### Work request 1
Revise the Wikipedia Citations Database page, starting at the words "Project:Analytics/WCD" and stopping after "appear on Wikipedia.", with "historical" replaced by "chronological".
### Work request 2
Pick up the Wikipedia Citations Database page after its last line and write what comes next.

Project:Analytics/WCD
Introduction
Wikipedia Citations Database is an effort supported by Internet Archive to build a comprehensive, historical database of each citation to appear on Wikipedia.
While methodologies of similar projects have focused on extracting standardized identifiers or easy-to-extract references, this project instead seeks to build a complete database, based on analyzing the structure.
Generations
- WCD Generation 1: Wikibase instance on Wikibase Cloud. Importing data was painfully slow, and it was decided Wikibase was not a good format for the data we were trying to store. The dataset produced is lost and was not very interesting or useful.
- WCD Generation 2: IARI; Postgres-based, but was extremely difficult to work with. Parts of it are used to support the Internet Archive Reference Explorer.
- WCD Generation 3: The latest attempt, using wiki-references-extractor and wiki-references-db (WRDB). WRDB is a core component of the broader WCD project.
- Version 1: https://wikipediacitations.scatter.red
- Partial build of English Wikipedia
- Has issues dealing with broken wikitext
- Version 2:
- Rather than build an entire database upfront, have it be possible to analyze a page URL at a point in time. This will allow us to prove the extraction mechanisms are working without resorting to building an entire database first
- Available as Wikipedia Citations Now
- Be able to tell what part of the article a reference is from (in-line vs. endnote, etc.)
- JSON representation of template parameters so you don't have to parse them out of the template
- Use LLM to parse the article in general. Maybe have an option to select between classical parsing and LLM-based extraction.

### Given information
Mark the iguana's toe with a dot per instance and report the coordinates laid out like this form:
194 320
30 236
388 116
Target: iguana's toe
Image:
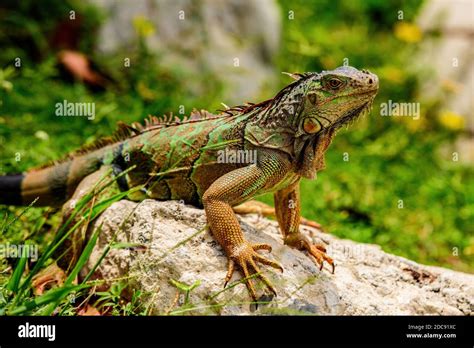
---
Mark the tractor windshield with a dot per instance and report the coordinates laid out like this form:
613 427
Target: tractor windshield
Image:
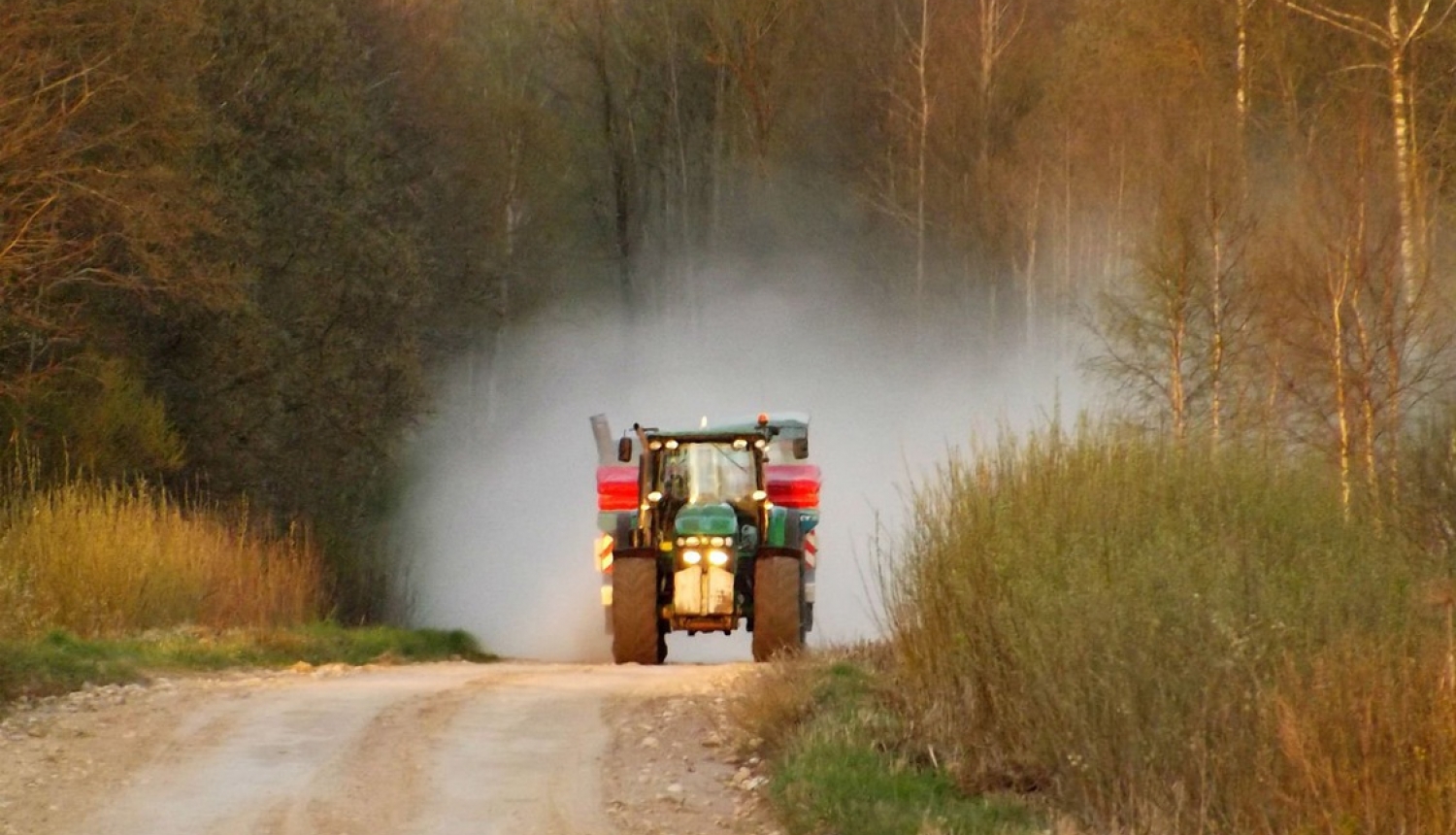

### Response 1
Project:Analytics/WCD
Introduction
Wikipedia Citations Database is an effort supported by Internet Archive to build a comprehensive, chronological database of each citation to appear on Wikipedia.

### Response 2
- Use basic mwparserfromhell extraction as first step. If a user comes across an entry and it looks broken, offer option to re-generate report with AI. User can then accept alternative.
- In data model, associate references with revision id; then, associate revision IDs with timestamps in another table
- Rather than build an entire database upfront, have it be possible to analyze a page URL at a point in time. This will allow us to prove the extraction mechanisms are working without resorting to building an entire database first
- Version 1: https://wikipediacitations.scatter.red
Longer term challenges
- Sometimes, Wikipedia includes statements from Wikidata, and those statements from Wikidata have citations, but they would not show up in revision text.
- Would this require cross-referencing with rendered HTML output?
- Or a "citations database plus" that includes the Wikidata item? (Wikipedia editors would probably like this for quickly comparing citations between Wikipedia article and Wikidata item.)